_Your instructions:_
Find the line holding "positive clicks: (483, 276)" in the entries below. Give it again exactly, along with every line after it up to and including the line holding "positive clicks: (328, 270) (280, 300)".
=-=-=
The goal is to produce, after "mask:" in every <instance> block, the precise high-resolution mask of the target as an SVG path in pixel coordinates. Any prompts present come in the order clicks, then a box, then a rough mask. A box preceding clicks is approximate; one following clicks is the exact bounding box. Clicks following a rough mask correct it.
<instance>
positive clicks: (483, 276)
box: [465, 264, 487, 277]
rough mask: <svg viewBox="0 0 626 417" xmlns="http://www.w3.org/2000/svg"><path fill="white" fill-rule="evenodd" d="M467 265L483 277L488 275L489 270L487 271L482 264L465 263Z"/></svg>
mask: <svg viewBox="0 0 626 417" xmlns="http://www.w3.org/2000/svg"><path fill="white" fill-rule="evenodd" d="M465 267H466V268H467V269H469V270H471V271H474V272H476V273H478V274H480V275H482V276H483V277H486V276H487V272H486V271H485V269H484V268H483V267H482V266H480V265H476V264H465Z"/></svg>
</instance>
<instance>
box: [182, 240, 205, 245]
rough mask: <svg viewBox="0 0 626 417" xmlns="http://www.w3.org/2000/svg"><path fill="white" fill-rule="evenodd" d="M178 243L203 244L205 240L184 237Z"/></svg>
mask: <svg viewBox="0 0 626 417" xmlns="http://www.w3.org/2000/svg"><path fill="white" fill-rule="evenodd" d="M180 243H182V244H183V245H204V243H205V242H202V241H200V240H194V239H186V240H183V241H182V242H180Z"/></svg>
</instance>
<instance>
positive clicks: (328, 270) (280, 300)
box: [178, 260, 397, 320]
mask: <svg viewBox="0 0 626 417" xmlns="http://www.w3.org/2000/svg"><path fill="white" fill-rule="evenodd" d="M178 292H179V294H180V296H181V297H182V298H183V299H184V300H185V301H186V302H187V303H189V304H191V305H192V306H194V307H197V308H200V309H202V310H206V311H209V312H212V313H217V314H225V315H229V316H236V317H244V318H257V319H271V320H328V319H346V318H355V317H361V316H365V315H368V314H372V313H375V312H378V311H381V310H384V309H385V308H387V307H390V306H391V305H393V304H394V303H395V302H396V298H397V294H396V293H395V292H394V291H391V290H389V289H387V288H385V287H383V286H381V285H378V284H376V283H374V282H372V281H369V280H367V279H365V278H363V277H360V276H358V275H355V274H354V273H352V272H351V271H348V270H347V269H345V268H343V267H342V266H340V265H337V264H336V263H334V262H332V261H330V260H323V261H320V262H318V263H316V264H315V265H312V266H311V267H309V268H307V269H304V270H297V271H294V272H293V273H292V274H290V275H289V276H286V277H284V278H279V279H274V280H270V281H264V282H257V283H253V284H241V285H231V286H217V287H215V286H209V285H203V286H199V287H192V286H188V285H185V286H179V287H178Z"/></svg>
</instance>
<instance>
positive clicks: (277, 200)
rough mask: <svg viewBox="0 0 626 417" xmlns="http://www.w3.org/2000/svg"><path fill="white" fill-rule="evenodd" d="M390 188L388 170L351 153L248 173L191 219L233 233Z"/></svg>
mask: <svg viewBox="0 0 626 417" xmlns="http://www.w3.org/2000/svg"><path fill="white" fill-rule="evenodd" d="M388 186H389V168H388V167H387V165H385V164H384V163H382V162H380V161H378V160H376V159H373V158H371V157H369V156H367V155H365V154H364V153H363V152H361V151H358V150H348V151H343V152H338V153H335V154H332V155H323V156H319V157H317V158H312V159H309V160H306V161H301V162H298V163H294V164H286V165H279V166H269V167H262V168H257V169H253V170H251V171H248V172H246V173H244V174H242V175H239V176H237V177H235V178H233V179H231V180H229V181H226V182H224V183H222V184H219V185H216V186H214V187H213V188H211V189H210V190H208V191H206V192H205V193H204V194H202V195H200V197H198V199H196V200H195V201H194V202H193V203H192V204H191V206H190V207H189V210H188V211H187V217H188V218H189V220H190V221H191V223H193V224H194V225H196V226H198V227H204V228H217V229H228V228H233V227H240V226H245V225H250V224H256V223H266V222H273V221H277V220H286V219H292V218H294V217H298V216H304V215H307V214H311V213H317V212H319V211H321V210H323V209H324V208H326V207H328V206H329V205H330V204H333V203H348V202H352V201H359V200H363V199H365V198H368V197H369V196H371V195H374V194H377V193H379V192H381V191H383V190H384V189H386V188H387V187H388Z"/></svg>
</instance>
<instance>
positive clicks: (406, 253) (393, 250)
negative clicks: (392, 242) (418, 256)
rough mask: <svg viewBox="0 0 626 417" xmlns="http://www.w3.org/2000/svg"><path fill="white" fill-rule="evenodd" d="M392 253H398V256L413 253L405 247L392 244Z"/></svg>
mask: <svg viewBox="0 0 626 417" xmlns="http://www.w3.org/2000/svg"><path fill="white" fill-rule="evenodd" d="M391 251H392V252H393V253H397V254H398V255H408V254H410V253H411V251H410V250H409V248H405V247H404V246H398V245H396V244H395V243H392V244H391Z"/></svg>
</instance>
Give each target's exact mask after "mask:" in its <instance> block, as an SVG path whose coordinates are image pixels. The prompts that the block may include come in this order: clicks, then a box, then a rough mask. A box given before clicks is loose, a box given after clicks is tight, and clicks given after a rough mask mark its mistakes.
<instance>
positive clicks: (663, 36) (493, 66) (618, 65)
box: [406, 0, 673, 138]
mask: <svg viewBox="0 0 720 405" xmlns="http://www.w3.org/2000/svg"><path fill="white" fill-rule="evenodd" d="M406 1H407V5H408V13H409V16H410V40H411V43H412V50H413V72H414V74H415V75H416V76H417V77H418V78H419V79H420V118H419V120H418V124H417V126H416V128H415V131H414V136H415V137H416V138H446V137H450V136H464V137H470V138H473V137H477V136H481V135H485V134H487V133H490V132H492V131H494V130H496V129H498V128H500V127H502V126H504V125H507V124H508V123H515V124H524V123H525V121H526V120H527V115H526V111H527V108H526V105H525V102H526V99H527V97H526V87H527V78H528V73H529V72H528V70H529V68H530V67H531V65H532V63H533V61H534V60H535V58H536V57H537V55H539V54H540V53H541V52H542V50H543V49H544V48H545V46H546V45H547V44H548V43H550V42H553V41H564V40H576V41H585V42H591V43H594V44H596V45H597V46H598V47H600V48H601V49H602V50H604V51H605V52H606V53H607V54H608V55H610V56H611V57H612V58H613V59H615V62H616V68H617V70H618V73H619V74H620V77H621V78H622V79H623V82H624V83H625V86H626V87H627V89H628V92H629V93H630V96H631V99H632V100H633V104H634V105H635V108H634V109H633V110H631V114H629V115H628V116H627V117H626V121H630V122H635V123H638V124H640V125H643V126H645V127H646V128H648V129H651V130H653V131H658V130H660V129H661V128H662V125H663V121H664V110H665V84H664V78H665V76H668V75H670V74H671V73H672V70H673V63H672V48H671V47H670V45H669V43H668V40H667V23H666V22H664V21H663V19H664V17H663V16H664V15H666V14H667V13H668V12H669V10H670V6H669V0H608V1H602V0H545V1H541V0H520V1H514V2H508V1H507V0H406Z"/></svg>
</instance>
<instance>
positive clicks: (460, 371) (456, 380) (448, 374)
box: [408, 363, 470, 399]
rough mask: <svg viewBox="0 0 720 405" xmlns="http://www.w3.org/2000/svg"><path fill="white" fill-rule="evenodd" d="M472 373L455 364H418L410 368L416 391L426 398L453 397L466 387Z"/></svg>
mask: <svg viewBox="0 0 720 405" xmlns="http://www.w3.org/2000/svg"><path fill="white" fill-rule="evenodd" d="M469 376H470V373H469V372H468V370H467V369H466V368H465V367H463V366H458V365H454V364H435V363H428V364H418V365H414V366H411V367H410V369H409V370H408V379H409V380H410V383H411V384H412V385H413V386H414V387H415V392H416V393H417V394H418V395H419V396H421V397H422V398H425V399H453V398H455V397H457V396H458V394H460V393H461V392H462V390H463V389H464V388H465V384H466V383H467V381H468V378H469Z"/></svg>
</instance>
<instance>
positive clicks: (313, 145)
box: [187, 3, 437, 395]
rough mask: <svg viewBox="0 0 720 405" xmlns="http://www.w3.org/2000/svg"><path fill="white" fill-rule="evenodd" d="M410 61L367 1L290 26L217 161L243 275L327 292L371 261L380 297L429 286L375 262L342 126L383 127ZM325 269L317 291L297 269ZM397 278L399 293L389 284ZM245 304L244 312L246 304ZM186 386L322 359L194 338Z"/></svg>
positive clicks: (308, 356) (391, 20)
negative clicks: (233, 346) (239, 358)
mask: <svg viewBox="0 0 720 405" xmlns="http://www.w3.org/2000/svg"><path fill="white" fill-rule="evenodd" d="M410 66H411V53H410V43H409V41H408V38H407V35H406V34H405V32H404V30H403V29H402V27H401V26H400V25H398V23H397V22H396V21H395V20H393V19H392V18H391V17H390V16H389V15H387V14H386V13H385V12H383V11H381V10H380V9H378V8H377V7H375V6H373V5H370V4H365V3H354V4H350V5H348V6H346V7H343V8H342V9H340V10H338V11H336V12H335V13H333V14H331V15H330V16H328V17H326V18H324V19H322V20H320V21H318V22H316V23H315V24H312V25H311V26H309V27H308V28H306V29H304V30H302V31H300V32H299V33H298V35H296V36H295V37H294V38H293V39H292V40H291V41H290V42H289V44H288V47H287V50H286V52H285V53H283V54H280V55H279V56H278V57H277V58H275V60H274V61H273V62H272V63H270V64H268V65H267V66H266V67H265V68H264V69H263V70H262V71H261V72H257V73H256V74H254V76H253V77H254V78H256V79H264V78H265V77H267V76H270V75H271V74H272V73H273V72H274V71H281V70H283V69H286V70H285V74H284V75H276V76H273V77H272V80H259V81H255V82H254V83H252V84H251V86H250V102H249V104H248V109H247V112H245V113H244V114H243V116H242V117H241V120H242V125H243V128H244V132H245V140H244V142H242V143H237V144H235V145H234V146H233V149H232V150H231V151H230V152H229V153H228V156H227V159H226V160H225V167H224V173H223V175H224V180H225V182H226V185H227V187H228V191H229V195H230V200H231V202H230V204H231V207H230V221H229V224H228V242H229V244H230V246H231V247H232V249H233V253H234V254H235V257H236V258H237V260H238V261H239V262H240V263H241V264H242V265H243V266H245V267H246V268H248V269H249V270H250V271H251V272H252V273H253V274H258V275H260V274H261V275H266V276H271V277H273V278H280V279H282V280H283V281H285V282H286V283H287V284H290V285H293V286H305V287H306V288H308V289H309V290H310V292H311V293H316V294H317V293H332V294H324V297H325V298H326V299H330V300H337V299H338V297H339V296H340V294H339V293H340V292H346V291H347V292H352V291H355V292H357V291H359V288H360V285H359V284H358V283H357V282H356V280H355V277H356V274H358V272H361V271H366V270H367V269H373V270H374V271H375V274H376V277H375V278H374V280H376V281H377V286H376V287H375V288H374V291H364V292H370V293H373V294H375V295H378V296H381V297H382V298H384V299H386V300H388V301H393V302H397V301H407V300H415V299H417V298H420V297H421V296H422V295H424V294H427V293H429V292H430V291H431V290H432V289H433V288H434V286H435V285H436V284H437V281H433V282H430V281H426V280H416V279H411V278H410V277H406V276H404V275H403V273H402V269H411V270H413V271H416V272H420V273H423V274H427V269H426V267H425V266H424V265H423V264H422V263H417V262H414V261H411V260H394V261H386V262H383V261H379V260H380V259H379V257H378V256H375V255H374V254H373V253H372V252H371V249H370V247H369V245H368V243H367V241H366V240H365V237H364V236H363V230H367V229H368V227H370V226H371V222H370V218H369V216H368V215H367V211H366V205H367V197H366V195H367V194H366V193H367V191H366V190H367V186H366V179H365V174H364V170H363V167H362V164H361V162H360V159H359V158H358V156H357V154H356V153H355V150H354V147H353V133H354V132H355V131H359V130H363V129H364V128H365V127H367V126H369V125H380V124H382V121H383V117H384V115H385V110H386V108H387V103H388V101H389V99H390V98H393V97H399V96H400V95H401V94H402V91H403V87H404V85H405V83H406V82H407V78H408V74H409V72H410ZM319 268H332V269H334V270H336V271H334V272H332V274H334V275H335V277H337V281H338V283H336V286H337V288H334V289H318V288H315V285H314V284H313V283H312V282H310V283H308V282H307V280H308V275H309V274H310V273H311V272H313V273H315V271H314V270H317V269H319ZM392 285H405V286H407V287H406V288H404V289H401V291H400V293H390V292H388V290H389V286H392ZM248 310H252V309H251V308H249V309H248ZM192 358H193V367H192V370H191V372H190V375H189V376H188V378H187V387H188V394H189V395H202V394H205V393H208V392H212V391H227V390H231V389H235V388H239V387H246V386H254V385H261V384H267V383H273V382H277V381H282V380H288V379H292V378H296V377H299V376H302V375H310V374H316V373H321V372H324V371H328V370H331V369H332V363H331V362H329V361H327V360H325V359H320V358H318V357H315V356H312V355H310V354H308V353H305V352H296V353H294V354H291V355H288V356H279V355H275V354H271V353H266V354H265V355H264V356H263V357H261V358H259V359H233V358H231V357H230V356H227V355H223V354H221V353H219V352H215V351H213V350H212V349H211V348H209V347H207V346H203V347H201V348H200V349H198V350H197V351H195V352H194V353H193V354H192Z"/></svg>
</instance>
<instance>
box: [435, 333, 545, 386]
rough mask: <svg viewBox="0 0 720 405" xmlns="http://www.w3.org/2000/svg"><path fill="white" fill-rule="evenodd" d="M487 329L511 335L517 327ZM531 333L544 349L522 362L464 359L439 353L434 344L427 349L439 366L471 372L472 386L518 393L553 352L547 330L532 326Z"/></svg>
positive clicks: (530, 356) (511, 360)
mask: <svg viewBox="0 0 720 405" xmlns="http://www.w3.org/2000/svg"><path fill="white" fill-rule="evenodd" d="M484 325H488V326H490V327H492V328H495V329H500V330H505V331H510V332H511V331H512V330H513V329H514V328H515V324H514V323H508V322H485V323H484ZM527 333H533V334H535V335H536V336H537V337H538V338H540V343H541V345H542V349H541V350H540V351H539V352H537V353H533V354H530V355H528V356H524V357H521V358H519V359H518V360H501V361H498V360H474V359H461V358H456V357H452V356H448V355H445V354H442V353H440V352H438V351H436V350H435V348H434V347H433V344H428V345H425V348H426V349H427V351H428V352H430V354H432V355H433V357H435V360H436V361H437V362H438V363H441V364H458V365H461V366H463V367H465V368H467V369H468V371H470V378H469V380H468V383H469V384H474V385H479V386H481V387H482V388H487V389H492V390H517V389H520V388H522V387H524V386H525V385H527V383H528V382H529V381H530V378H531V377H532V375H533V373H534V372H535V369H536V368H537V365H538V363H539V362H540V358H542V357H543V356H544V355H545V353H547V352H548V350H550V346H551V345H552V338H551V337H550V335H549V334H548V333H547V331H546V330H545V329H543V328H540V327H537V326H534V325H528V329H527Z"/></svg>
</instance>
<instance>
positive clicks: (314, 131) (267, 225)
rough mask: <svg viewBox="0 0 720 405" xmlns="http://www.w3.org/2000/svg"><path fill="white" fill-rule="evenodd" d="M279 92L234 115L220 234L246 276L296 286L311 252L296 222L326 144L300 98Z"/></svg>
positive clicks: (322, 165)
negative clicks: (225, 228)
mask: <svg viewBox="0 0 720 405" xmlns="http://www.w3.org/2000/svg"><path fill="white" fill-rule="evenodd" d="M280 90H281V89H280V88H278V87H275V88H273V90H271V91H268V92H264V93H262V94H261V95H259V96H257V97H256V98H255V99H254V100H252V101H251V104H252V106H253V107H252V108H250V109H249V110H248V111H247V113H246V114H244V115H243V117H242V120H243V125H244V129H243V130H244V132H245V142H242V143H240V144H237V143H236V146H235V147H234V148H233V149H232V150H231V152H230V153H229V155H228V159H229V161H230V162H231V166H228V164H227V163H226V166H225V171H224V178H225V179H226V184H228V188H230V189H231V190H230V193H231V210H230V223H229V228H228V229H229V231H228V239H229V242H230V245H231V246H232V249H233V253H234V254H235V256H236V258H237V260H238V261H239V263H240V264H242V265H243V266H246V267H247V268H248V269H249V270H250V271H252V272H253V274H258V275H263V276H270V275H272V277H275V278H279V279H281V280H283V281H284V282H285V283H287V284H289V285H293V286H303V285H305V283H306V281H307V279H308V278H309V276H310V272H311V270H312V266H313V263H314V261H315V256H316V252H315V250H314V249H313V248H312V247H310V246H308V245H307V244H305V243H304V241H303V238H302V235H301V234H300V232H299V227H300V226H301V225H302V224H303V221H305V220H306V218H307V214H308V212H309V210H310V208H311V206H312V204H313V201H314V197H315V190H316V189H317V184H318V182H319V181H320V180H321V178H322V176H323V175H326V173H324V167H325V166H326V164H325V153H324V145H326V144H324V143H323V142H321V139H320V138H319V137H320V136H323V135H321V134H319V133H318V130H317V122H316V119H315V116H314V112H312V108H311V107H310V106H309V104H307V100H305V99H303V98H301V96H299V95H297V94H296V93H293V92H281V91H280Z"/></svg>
=-=-=
_Answer area:_
positive clicks: (483, 276)
box: [465, 264, 487, 277]
rough mask: <svg viewBox="0 0 626 417" xmlns="http://www.w3.org/2000/svg"><path fill="white" fill-rule="evenodd" d="M467 265L483 277L488 275L489 270L487 271L482 264L465 263Z"/></svg>
mask: <svg viewBox="0 0 626 417" xmlns="http://www.w3.org/2000/svg"><path fill="white" fill-rule="evenodd" d="M465 267H466V268H467V269H469V270H471V271H474V272H476V273H478V274H480V275H482V276H483V277H486V276H487V272H486V271H485V269H484V268H483V267H482V266H480V265H476V264H465Z"/></svg>
</instance>
<instance>
box: [182, 240, 205, 245]
rough mask: <svg viewBox="0 0 626 417" xmlns="http://www.w3.org/2000/svg"><path fill="white" fill-rule="evenodd" d="M178 243L203 244L205 240L184 237Z"/></svg>
mask: <svg viewBox="0 0 626 417" xmlns="http://www.w3.org/2000/svg"><path fill="white" fill-rule="evenodd" d="M180 243H182V244H183V245H204V243H205V242H202V241H200V240H194V239H186V240H183V241H182V242H180Z"/></svg>
</instance>
<instance>
positive clicks: (328, 270) (280, 300)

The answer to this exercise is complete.